PROMPT » Format all of the records below as a single numbered list with one line per entry, omitting any blank lines. Leave the pictures out of the answer.

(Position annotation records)

=-=-=

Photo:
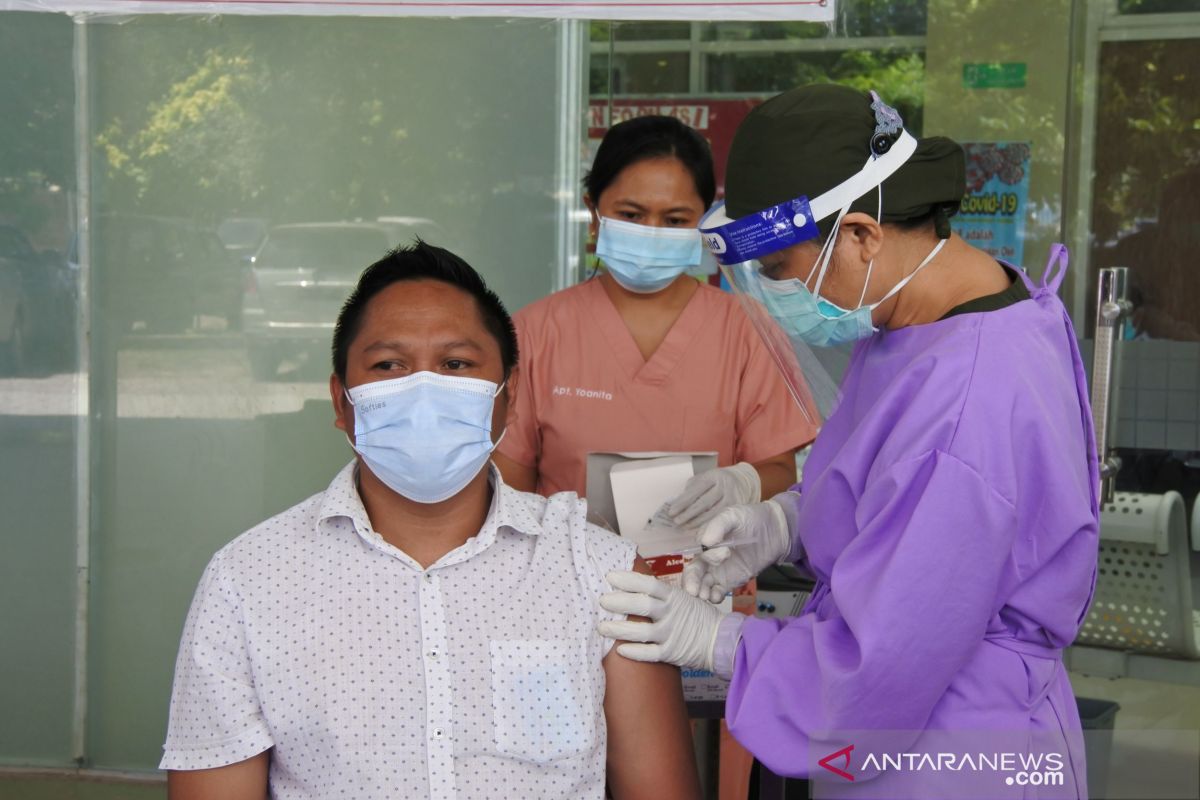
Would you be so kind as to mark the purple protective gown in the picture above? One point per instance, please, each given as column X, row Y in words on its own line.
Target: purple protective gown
column 949, row 513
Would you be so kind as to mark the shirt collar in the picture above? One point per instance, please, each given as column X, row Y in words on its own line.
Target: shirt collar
column 513, row 510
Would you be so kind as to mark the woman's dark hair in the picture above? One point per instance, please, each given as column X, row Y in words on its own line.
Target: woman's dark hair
column 418, row 262
column 652, row 137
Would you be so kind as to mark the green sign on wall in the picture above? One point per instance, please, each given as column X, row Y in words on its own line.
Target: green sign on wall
column 1009, row 74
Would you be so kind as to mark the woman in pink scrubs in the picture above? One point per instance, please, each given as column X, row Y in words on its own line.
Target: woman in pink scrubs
column 643, row 358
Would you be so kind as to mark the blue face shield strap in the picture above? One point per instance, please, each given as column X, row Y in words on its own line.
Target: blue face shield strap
column 750, row 238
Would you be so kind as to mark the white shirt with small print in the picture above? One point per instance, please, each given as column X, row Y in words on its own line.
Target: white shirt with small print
column 370, row 677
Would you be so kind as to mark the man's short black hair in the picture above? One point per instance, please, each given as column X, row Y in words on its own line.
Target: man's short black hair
column 423, row 262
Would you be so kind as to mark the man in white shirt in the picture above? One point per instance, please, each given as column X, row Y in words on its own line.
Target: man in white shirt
column 420, row 629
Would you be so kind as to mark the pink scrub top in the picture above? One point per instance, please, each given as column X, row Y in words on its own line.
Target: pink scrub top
column 586, row 388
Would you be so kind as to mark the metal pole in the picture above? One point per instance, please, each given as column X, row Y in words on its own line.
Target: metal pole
column 1111, row 307
column 83, row 380
column 571, row 83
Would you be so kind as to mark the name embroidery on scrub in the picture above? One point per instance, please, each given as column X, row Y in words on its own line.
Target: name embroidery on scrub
column 587, row 394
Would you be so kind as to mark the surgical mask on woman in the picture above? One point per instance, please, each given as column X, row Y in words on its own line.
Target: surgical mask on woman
column 425, row 435
column 646, row 259
column 820, row 323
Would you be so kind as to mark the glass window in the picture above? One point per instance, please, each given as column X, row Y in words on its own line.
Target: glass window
column 1146, row 192
column 898, row 74
column 40, row 388
column 641, row 73
column 856, row 18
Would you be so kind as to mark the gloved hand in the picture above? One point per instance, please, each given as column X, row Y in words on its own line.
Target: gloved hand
column 682, row 629
column 717, row 571
column 708, row 493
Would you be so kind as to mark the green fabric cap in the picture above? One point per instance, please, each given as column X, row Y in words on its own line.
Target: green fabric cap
column 809, row 139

=-=-=

WRITTEN SOLUTION »
1. Photo:
2. Would you be so kind as to mark the purple protective gown in the picture above? One point per instance, please, each given as column X, row Y in words on its own line.
3. Target: purple protective gown
4. column 949, row 513
5. Would you be so kind as to mark the shirt collar in the picture above? One point per instance, please, each given as column X, row Y in words on its own line.
6. Target: shirt collar
7. column 513, row 510
8. Would you be so kind as to mark the woman's dark hair in the picture above? One point per instance, please, each given as column X, row Y in words on its own line.
9. Target: woman's dark hair
10. column 418, row 262
11. column 652, row 137
12. Would you be so kind as to mark the green sign on wall in the picture above? One point per instance, please, each given as column X, row Y in words on its own line.
13. Target: green sign on wall
14. column 1009, row 74
15. Would you be so kind as to mark the woman in pink scrubs in the picture above? One point per instance, please, each given as column X, row Y in words on its own line.
16. Target: woman in pink scrubs
17. column 643, row 358
18. Would you be so kind as to mark the blue face shield strap in the picture above? One point per instance, please, each given as column X, row Y in words on its own line.
19. Target: blue face shield strap
20. column 750, row 238
21. Would you be so kind as to mark the white shirt with small print in the picture above? One point per instance, please, each given as column X, row Y in words on its own line.
22. Target: white shirt with small print
23. column 370, row 677
24. Would you be so kind as to mark the man's short black hair in the picture above? One point per instance, please, each given as column X, row Y in words on its own line.
25. Target: man's short black hair
26. column 423, row 262
27. Would you be so kind as to mark the man in white shirt in the picture above? One point per instance, please, each given as column X, row Y in words on its own line.
28. Target: man in white shirt
29. column 420, row 629
30. Would you be so kind as to mark the pink scrub top in the picture above? One point per instance, please, each given as column X, row Y in words on its own line.
31. Target: pink scrub top
32. column 586, row 388
33. Would you be so kind as to mark the metal pole in the picture above? One point per instance, please, each given as column X, row Y in words on its own line.
34. Target: metal pole
35. column 1111, row 307
36. column 83, row 380
37. column 571, row 83
38. Would you be so kind as to mark the name embroidery on scrub in the picture above? One point per instance, please, each given as column X, row Y in words on its own line.
39. Target: name embroidery on scrub
40. column 587, row 394
41. Would you be so kind as to mark the surgical mask on woman in the picture above? One point per instance, please, each given as column X, row Y in words on its own line.
42. Target: surgical mask on woman
43. column 425, row 435
44. column 646, row 259
45. column 820, row 323
46. Would you be so kind as to mark the glass window in the picture above? One point per instance, please, each given as column X, row Y in words on its own line.
47. Target: glass window
48. column 1146, row 192
49. column 898, row 74
50. column 40, row 388
51. column 641, row 73
52. column 856, row 18
53. Would you be so kind as to mark the gloved hand in the picture above? One point per instance, please, each given as column X, row Y in words on its own line.
54. Target: gloved hand
55. column 682, row 629
56. column 717, row 571
57. column 708, row 493
58. Would you be so kind as to mark the green fabric cap in the picture above? One point per instance, please, each given as column X, row Y in words on its own line.
59. Target: green fabric cap
60. column 809, row 139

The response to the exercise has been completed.